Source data
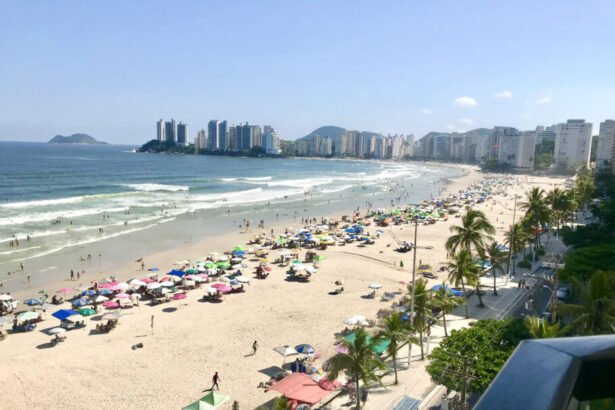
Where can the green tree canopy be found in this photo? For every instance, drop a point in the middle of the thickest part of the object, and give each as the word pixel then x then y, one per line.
pixel 487 344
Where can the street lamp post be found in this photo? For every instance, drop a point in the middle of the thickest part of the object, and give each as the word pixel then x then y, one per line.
pixel 414 247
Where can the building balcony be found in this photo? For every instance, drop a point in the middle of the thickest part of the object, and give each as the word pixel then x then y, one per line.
pixel 561 373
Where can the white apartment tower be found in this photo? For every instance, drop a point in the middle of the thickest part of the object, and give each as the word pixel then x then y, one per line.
pixel 573 141
pixel 605 157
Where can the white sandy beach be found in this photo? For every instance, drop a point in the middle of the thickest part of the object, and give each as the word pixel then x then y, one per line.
pixel 191 340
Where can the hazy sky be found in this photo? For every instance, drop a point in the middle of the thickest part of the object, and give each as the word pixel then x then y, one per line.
pixel 112 68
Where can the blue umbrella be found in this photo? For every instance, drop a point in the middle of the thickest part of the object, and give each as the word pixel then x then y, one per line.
pixel 80 302
pixel 305 349
pixel 64 313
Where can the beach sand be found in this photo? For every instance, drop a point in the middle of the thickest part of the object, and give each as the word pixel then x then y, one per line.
pixel 190 340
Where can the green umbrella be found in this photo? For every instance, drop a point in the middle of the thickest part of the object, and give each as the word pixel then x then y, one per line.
pixel 87 311
pixel 210 401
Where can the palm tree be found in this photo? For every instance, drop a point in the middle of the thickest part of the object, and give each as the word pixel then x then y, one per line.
pixel 360 362
pixel 396 331
pixel 595 313
pixel 539 328
pixel 461 271
pixel 537 212
pixel 496 258
pixel 474 231
pixel 422 309
pixel 444 299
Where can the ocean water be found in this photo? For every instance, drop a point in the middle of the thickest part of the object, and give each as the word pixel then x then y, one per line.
pixel 66 196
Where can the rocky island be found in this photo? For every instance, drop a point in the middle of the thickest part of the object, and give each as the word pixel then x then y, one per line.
pixel 75 139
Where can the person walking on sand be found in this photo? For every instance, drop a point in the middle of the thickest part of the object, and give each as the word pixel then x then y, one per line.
pixel 215 381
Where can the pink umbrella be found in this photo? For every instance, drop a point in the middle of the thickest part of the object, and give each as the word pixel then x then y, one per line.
pixel 111 304
pixel 221 287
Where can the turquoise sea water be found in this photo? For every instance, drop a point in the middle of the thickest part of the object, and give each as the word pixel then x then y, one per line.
pixel 64 196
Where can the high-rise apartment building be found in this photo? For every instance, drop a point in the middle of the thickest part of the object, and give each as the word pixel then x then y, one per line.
pixel 213 130
pixel 170 132
pixel 160 130
pixel 573 140
pixel 605 156
pixel 182 134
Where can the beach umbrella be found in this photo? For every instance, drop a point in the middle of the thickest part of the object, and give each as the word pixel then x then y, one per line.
pixel 221 287
pixel 87 312
pixel 112 316
pixel 80 302
pixel 63 314
pixel 137 283
pixel 178 273
pixel 211 401
pixel 305 349
pixel 285 350
pixel 29 315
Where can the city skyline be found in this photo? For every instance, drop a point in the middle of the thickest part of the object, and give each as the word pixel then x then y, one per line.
pixel 404 69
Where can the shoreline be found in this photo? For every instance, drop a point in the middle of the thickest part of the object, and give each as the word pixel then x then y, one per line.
pixel 228 238
pixel 193 339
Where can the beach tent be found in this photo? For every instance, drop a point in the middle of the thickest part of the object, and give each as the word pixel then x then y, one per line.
pixel 453 292
pixel 300 387
pixel 210 401
pixel 63 314
pixel 379 348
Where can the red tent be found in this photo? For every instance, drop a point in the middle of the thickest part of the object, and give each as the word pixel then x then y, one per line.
pixel 300 387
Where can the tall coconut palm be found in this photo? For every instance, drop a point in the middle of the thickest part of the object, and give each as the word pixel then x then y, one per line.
pixel 396 331
pixel 444 299
pixel 537 212
pixel 360 362
pixel 463 271
pixel 539 328
pixel 422 309
pixel 472 234
pixel 496 258
pixel 595 313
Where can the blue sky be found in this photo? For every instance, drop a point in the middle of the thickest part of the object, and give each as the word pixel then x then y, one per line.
pixel 112 68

- [Stated task]: Quote word for word the lines from the one containing "Where can the white apartment" up to and including the one containing "pixel 66 196".

- [Complete response]:
Where can the white apartment tower be found in this photo? For every instance, drop a point in the middle of the thickest part of the object, and give each as the word pixel then x then y, one per line.
pixel 573 141
pixel 605 157
Where can the white sandy beach be found in this photo? For every instance, drop a point in the middle of the thickest part of the object, and give each as the word pixel then x then y, one per line.
pixel 191 340
Where can the hazy sky be found in this photo? For every instance, drop a point in the middle of the thickest part of the object, and give each as the word pixel then x then y, one per line.
pixel 112 68
Where can the blue umbrella be found in this photo? For every instance, drop a point in the middle of the thickest part of the object, and give each as the word pixel then x then y, one per line.
pixel 80 302
pixel 305 349
pixel 64 313
Where can the beach sand be found in this photo? For every instance, drop a point in the middle of the thickest part of the object, and give each as the word pixel then x then y, one per line.
pixel 190 340
Where can the green umbrella be found in this photo? For every instance, drop a point in the middle of the thickest part of the object, and give each as the word pixel then x then y, one per line.
pixel 87 311
pixel 210 401
Where can the palm tree be found in this photo? For every instance, drop a point in the middle of the thickest part of the object, and give each as the word pixel then x then y, one per line.
pixel 360 362
pixel 396 331
pixel 595 313
pixel 539 328
pixel 461 271
pixel 537 212
pixel 496 258
pixel 474 231
pixel 422 309
pixel 444 299
Where can the ocean water be found in this photo? For every instance, drop a point in the middle of the thickest part of the object, and give each as the word pixel then x then y, one per line.
pixel 66 196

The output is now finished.